SET EXERCISE: Lay out the full listing below as a two-column CSV with the columns "request" and "answer," using one row for each text and its answer. Put each field in quotation marks and replace every line break with a space.

Entries from a pointing dataset:
↓↓↓

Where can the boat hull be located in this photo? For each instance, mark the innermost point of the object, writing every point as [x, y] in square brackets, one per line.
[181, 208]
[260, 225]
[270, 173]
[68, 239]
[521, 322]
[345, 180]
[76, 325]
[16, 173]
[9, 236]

↑↑↑

WRITTEN SOLUTION:
request,answer
"Where can the boat hull be located in this photo? For each instance, mark the innermost point of the object, writing every point as [x, y] in square brackets, one per line.","[181, 208] [260, 225] [270, 173] [68, 239] [521, 322] [345, 180] [76, 325] [16, 173] [9, 236]"